1. How can the prices for quality medical care vary so greatly between different countries?
Answer: Compare the Guatemalan and American doctors. Both studied at prestigious universities and earned advanced medical degrees. They perform the same procedure with the same care and skill, and work in modern world-class facilities.
Patients should know that the reason they can pay $10,000 instead of $70,000 for their surgery is because the Guatemalan surgeon does not have the burden of huge malpractice premiums, or the payroll expenses for a team of insurance processing clerks in his office. American doctors also pay staggering licensing and permitting fees, hospital privileges, inflated rent and union-approved wages. If their business expenses are ten times those of the Guatemalan doctors, then they will have to increase fees to the patient at the same rate.
2. How much help can I expect from Guatemala Medical Travel and how much will it cost?
Answer: From your arrival and first consultation, to your 100% successful recovery and return home, we prepare, negotiate and confirm every aspect of your medical experience in Guatemala. It’s like having a friend take your hand, introduce you to all the best contacts, and stay by your side throughout every procedure.

+++++

▸ **Aim of the task**
Continue the medical travel FAQ on Guatemala, starting after its last sentence.

+++++

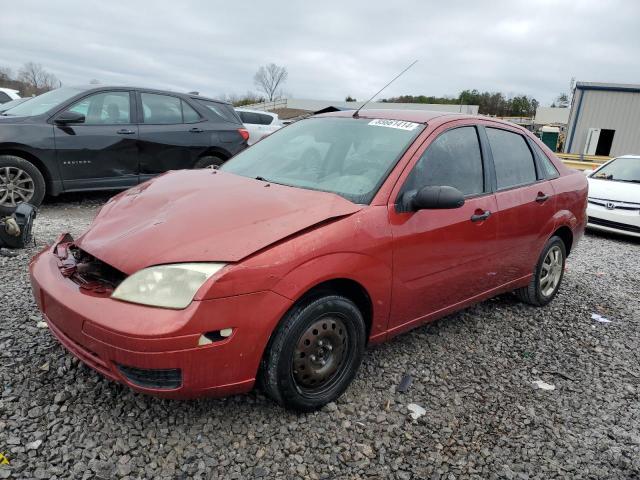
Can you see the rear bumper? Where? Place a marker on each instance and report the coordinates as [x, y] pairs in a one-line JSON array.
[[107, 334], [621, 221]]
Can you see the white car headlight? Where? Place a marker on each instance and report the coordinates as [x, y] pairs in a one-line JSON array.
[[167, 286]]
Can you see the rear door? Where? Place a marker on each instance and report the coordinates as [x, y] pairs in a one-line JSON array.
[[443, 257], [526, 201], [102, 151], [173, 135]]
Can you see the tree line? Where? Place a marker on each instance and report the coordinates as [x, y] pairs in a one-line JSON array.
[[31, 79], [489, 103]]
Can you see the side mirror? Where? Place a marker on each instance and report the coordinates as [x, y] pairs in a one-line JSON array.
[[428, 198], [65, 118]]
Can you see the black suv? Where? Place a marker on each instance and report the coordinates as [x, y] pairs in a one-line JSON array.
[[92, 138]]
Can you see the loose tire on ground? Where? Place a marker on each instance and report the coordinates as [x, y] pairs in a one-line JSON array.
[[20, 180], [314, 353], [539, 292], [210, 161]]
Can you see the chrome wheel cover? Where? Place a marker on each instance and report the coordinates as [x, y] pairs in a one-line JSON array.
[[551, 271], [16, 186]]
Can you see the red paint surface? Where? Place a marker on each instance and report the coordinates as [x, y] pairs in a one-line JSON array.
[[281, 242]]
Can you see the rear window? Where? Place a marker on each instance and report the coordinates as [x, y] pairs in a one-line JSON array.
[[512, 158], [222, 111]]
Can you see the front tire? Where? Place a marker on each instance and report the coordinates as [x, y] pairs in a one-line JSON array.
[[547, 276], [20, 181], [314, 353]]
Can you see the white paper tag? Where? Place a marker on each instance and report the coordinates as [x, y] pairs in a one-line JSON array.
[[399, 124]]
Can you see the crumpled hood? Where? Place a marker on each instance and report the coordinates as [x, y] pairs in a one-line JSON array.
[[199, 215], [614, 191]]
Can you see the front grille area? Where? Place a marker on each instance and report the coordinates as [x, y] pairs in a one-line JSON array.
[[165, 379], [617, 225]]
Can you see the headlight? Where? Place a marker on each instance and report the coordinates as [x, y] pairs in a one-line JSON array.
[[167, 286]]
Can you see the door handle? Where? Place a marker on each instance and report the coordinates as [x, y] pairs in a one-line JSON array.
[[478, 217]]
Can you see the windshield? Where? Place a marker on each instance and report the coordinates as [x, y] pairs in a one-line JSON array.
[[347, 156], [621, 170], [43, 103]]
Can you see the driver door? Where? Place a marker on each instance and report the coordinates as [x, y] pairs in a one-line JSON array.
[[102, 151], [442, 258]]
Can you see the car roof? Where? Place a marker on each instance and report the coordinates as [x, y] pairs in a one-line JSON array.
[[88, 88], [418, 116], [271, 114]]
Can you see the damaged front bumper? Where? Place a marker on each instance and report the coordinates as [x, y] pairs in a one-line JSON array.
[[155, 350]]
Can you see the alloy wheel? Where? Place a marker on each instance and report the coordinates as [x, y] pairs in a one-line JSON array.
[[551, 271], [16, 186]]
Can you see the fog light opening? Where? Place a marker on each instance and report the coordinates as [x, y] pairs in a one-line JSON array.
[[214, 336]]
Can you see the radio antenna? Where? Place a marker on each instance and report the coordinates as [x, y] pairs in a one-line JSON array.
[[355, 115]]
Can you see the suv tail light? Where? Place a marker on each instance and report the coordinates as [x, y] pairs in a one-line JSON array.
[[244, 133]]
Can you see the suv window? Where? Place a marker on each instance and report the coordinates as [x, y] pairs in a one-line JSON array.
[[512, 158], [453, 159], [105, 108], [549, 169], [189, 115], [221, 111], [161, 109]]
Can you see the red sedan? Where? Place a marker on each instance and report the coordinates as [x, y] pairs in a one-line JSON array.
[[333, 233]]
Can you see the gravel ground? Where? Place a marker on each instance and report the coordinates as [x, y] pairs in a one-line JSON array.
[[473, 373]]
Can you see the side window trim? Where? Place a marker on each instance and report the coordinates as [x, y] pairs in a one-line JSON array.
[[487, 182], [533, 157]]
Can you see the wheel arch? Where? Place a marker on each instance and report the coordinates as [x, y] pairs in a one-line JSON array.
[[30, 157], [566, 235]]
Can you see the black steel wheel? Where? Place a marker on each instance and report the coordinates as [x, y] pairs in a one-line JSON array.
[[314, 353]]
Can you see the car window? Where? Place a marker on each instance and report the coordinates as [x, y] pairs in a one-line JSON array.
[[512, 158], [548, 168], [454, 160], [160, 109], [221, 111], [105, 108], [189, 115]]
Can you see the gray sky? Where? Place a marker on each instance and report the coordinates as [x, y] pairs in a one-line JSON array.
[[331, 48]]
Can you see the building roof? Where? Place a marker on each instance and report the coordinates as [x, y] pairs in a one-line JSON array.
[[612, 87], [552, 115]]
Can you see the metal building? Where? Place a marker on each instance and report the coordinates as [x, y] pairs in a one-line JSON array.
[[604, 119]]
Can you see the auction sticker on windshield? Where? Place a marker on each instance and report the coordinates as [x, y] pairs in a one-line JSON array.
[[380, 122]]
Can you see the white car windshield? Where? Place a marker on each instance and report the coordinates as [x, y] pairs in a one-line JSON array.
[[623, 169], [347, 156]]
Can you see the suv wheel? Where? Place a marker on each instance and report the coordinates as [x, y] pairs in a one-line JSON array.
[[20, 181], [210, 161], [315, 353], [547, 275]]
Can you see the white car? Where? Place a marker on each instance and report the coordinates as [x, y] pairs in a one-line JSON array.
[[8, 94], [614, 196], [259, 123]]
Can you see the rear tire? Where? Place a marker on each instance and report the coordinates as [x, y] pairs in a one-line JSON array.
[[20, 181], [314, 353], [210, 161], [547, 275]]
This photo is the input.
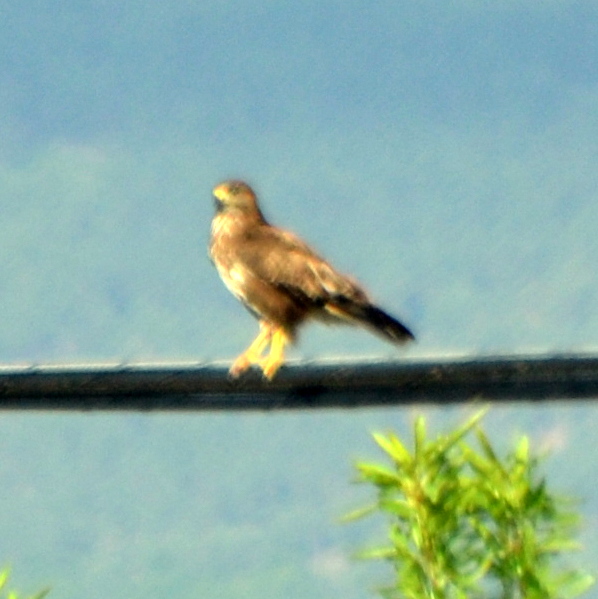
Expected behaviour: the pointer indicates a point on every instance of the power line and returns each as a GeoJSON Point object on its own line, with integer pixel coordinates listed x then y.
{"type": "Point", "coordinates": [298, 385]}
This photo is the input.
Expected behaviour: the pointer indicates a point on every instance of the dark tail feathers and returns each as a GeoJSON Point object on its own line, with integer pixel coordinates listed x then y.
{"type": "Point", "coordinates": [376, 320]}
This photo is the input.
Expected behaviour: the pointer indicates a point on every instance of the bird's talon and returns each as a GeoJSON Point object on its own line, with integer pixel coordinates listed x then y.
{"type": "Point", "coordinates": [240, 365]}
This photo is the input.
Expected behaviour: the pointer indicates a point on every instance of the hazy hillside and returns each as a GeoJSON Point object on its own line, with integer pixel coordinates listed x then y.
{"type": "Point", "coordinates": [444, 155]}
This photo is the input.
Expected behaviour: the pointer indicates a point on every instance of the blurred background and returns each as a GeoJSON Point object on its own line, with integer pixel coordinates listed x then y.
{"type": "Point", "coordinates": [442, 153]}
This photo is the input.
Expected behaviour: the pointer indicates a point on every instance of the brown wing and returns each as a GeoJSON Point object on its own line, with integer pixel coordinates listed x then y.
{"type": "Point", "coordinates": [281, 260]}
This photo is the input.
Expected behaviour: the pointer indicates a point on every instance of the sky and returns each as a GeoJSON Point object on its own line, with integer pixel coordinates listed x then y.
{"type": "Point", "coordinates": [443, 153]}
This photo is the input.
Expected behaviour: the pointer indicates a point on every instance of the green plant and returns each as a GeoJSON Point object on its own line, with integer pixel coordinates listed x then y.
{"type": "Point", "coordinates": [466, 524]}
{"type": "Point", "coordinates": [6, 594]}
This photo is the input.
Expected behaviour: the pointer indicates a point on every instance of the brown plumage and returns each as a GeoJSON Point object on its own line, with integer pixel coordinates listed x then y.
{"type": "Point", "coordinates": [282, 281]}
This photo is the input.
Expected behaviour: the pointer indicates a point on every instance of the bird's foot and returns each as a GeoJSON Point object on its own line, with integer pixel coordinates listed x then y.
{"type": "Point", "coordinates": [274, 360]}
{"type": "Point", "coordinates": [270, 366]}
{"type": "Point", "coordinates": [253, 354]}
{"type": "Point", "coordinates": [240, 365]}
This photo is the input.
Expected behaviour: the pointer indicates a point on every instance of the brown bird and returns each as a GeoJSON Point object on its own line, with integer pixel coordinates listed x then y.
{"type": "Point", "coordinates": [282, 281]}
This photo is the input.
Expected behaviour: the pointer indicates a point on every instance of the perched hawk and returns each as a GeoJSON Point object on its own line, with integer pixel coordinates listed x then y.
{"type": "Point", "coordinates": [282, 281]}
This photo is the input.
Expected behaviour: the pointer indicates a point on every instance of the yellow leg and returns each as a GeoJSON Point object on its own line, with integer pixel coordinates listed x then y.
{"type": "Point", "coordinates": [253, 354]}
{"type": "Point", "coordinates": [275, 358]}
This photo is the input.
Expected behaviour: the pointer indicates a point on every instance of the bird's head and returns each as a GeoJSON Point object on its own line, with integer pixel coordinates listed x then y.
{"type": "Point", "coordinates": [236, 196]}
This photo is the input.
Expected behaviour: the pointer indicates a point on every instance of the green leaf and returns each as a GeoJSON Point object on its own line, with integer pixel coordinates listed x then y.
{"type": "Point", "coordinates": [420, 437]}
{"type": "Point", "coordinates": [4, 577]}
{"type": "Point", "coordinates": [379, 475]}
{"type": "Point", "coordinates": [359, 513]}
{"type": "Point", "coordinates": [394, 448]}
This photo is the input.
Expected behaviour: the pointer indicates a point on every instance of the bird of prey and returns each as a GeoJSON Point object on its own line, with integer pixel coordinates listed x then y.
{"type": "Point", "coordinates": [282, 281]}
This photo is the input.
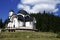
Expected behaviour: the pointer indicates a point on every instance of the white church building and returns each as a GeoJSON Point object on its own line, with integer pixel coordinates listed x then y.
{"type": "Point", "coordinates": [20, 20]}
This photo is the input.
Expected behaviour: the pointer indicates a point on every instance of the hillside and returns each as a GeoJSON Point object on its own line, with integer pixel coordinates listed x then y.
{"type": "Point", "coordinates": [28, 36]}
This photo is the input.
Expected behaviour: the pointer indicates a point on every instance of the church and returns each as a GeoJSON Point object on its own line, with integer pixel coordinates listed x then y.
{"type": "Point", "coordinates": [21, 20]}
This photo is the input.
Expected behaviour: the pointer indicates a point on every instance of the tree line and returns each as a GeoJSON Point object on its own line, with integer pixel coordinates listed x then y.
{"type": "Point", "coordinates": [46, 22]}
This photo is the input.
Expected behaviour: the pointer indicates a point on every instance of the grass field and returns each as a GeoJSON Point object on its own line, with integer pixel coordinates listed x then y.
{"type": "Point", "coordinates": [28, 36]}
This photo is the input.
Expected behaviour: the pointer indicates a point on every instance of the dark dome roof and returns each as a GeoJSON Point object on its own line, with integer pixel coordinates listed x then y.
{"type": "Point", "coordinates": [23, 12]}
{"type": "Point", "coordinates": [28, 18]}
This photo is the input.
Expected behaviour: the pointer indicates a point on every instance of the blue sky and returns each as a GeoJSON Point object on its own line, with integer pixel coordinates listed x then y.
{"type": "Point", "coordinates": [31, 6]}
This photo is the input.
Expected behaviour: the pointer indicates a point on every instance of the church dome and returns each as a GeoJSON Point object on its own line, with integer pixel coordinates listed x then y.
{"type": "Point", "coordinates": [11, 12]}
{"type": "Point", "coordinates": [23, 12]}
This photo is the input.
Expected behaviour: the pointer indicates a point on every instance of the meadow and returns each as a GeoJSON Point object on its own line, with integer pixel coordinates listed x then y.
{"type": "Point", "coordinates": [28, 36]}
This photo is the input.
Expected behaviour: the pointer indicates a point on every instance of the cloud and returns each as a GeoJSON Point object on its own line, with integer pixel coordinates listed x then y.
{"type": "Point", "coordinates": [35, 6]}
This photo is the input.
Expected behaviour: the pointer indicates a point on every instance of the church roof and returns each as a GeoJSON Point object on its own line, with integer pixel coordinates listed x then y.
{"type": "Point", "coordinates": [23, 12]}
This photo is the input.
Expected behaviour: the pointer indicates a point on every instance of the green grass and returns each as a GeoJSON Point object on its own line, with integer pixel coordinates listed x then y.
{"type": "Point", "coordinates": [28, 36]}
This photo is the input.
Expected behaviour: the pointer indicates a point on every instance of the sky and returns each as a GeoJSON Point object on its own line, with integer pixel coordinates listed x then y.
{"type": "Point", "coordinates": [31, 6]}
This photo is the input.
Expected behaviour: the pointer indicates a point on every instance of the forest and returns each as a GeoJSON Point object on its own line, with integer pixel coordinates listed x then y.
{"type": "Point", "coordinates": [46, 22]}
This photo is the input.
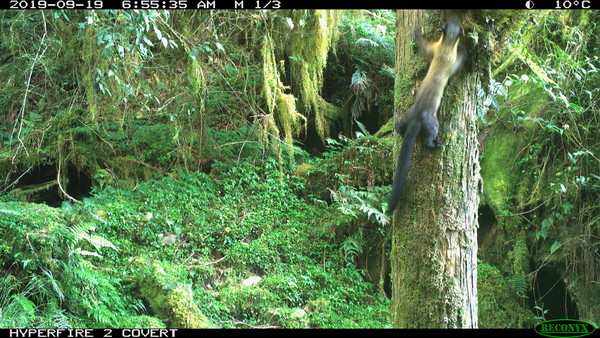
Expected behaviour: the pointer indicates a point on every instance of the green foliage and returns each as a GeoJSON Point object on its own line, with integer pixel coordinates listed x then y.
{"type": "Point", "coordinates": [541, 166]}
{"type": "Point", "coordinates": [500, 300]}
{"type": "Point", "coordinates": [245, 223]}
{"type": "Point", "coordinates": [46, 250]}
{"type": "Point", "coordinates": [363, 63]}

+++++

▸ **Answer to this problem**
The budget for your complete medical package is discussed and agreed in advance of your arrival. There are no added costs or bills, just sensible and fair pricing from start to finish.
3. Do Guatemalan doctors and hospitals accept my medical insurance?
Answer: Most hospitals and cancer treatment centers in Guatemala accept most forms of American insurance. Check in advance for approval, or pay cash and submit receipts to request reimbursement. In the case of emergency treatment, it is our experience that both private insurance and Medicare will reimburse the patient.
4. How do you guard against adverse outcome or malpractice?
Answer: Avoid any remote chance of ever having an adverse outcome by using a medical advocate. Medical mistakes happen because of lack of communication. If the patient has an outspoken "watchdog" confirming and scrutinizing every move from the initial consultation right through 100% recovery and voyage home, the chance of someone making a mistake is almost zero. Besides, the doctors are so exceedingly cautious because they know that the outcome of their work affects the impression of the entire country of Guatemala to the rest of the world. Foreign patients are absolute VIP's, receiving extraordinary attention from the GMT agents, surgeons, hospital administration and everyone else in between.
5. If we encounter complications during the surgery, can I take legal action against the doctor?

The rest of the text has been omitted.